━━━ Records for the exercise ━━━
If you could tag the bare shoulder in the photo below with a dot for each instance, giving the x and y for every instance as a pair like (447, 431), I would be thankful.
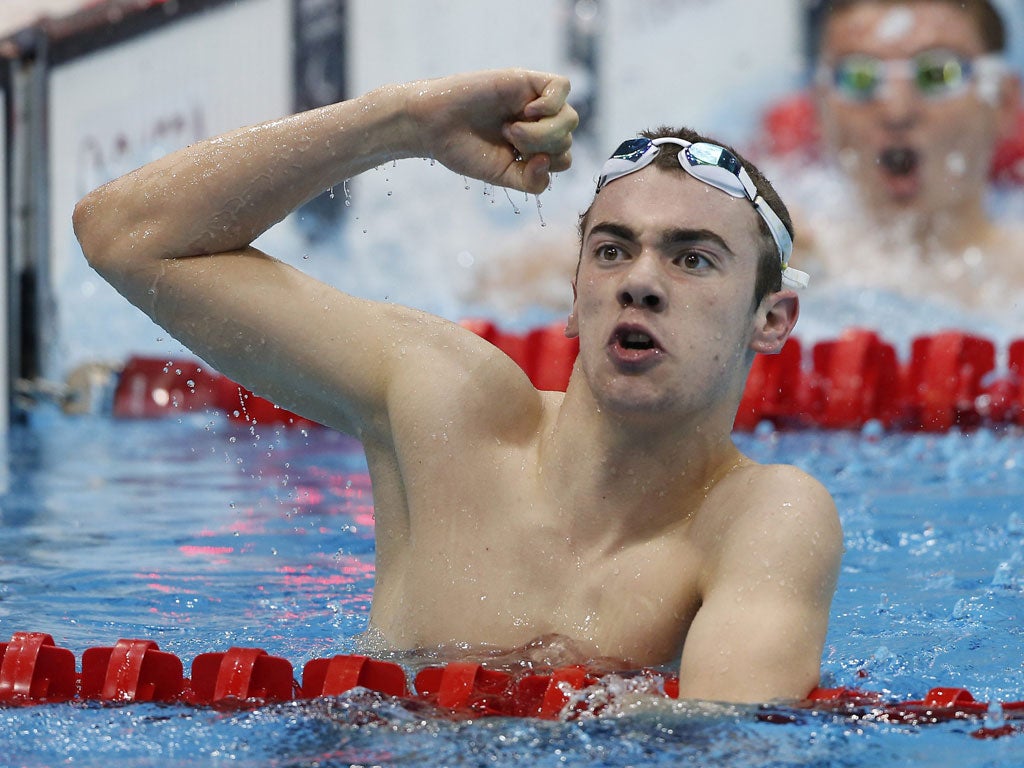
(782, 518)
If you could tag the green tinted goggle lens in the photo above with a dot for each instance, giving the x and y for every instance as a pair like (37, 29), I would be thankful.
(934, 75)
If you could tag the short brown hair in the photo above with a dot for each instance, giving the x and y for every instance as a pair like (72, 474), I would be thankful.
(769, 275)
(987, 18)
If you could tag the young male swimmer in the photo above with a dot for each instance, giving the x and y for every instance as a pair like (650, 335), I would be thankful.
(914, 97)
(617, 516)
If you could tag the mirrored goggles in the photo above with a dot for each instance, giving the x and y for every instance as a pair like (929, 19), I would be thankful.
(935, 74)
(715, 166)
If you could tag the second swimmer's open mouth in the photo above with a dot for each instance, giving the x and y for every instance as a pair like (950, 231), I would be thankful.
(899, 161)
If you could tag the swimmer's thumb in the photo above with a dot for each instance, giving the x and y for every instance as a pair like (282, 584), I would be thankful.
(537, 174)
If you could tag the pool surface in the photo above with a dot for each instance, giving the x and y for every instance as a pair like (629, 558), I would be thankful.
(203, 535)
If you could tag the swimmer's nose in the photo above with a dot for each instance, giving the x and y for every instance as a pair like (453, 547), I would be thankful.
(899, 102)
(641, 287)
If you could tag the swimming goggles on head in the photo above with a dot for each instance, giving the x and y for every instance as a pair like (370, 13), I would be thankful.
(715, 166)
(936, 74)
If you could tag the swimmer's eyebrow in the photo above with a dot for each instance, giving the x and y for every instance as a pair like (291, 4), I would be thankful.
(670, 238)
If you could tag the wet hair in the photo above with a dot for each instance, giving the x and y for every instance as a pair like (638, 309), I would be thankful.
(984, 13)
(769, 274)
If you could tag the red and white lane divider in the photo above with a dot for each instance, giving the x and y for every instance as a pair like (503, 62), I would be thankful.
(35, 671)
(950, 381)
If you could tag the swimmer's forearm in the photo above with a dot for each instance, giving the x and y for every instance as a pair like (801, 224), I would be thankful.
(219, 195)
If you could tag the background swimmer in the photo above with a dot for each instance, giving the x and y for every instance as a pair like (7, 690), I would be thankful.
(913, 97)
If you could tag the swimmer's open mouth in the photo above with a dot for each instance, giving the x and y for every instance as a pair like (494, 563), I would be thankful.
(634, 339)
(899, 161)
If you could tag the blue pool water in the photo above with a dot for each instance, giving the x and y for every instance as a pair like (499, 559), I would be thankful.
(202, 535)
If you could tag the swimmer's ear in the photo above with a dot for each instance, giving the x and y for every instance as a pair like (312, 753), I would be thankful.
(571, 326)
(773, 322)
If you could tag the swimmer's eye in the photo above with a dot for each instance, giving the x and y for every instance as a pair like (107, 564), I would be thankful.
(609, 253)
(693, 260)
(938, 75)
(857, 77)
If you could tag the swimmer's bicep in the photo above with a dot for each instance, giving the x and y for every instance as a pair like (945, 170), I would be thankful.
(753, 650)
(762, 626)
(333, 357)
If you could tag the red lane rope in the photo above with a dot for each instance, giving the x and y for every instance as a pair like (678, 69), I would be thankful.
(34, 671)
(950, 381)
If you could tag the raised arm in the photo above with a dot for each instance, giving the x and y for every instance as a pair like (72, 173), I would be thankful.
(275, 330)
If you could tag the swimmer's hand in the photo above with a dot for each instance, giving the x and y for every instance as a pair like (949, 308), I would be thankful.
(507, 127)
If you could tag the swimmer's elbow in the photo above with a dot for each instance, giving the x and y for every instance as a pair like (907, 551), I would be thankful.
(108, 240)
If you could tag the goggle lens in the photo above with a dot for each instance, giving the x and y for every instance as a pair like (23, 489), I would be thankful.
(713, 165)
(940, 76)
(934, 74)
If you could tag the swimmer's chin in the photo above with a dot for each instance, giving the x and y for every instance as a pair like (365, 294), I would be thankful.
(544, 652)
━━━
What to do
Please edit the items above by replacing "I would be thankful" with "I would be grateful" everywhere it appears, keeping everything else unchanged. Leave the pictures out of your answer.

Task output
If you could tag the bare shoulder in the photo below with a dot for each instance, giving the x and y for every instance as a pair like (447, 431), I would be grateful.
(782, 518)
If you could tag the green tinted goggle lens in the photo above with a dot for each instance, giving the x and y for every instance as a pair like (37, 29), I would be grateful.
(934, 75)
If you could tag the short brown hair in the photo above with a dot for each instance, giving the x and y for every instance as a pair like (72, 474), I would be grateful.
(769, 275)
(987, 18)
If you could tag the young male swimmer in the photo above with a dot for each instance, giving the x and y for every instance as a pair like (650, 335), I would be grateful.
(914, 97)
(617, 516)
If you could tag the mirrored goggles in the photo above with a dot for each instance, giving the x and y for every instance as a pair like (929, 19), I would be grateful.
(935, 74)
(715, 166)
If you could tag the second swimmer's open mouth in the photo above with a dot for each instance, giving the x and y for every instance as a pair like (950, 231), I would be grateful.
(899, 161)
If you could tag the swimmer's thumb in the photo above with a dot for each instance, giving the x and y for every instance as a pair like (282, 584), I would be grateful.
(537, 174)
If you could tag the pool surface in the photo above with a dot for each instance, giving the x and y for every instance as a pair like (629, 558), I would be grateful.
(203, 535)
If you could tag the swimmer's nose in the photo above with a dot for each instance, giving the x and y for every instance as a pair like (453, 547), I would be grateful.
(899, 102)
(641, 287)
If you could tag the swimming goggles on head in the photo above with a dot for each instance, giving the x and y for every instance as a pair like (370, 13), I would be grateful.
(715, 166)
(936, 74)
If you could tag the swimmer's eyebrow in the photo above with a dot for each instance, giving the x and y for every instance as a pair like (291, 4), I would be grateful.
(670, 238)
If you could tag the wet hair in the photo above with a dot for each instance, giving the x and y for every instance as a pair like (638, 309), I would be grateful.
(984, 13)
(769, 274)
If you could tag the red and white lane divider in the photo above with a dot for each instance, giving the x and y for every instance as a pair like (503, 62), I would be grateful.
(35, 671)
(950, 381)
If you could tag the swimmer's forearm in the photo above with a dot for each instance, giving the x and y for every instance as a pair like (801, 224), I would be grateful.
(219, 195)
If you could tag the background swimmer in the photo above with a dot for each instance, giving the x and y for every instance as a pair like (7, 690), I would be grateful.
(913, 97)
If you could tag the swimmer's open mouth in the photo above with a dot for each instance, giving the x and y for every instance as a pair like (494, 563), I would be grateful.
(634, 339)
(899, 161)
If you could tag the blue pool water in the photo above with a dot for each instance, giving the x and y for every instance as a pair like (499, 559), I would be grateful.
(202, 535)
If you could tag the swimmer's ear in the photo above with a dot for each instance, giving the x and y for every instance as a pair like (312, 753), I would be grateful.
(571, 326)
(773, 322)
If you could tag the swimmer's eye in the photo above with a dot for each instance, giving the x and y for every instance as a pair like (107, 564), I would be grateful.
(609, 253)
(693, 260)
(938, 75)
(857, 77)
If you could tag the swimmer's bicep in the photo above with a dot for each instance, giving the x and y for every instance as a pair like (945, 170), I would be grateful.
(753, 650)
(762, 626)
(333, 357)
If you could tag the red lane rope in the photo above with a dot for each instance, giving the x and y for every instance as a pair like (678, 69), I would be grateful.
(34, 671)
(950, 381)
If you could tag the raised arm in the photo above with a dot for each instance, giving the x and y for every instance as a pair like (72, 173), I would be grateful.
(275, 330)
If you could tag the swimmer's hand in the photo above with a dot for each instance, giving the x and y for every instance as a pair like (949, 308), I would be grateful.
(507, 127)
If you could tag the swimmer's elbow in the photo above with a dot for each instance, giving the x and y for every instance as a pair like (907, 551), I would be grateful.
(108, 240)
If you could tag the goggle lens in the photo above with a dot for each instance, giving the x and y for every instance as a pair like (23, 489), I would be grateful.
(713, 165)
(940, 76)
(934, 74)
If you could tag the swimmer's chin in the photo above with a dot for each instance, giving the x and y for every instance as a pair like (365, 294), I would be grateful.
(544, 652)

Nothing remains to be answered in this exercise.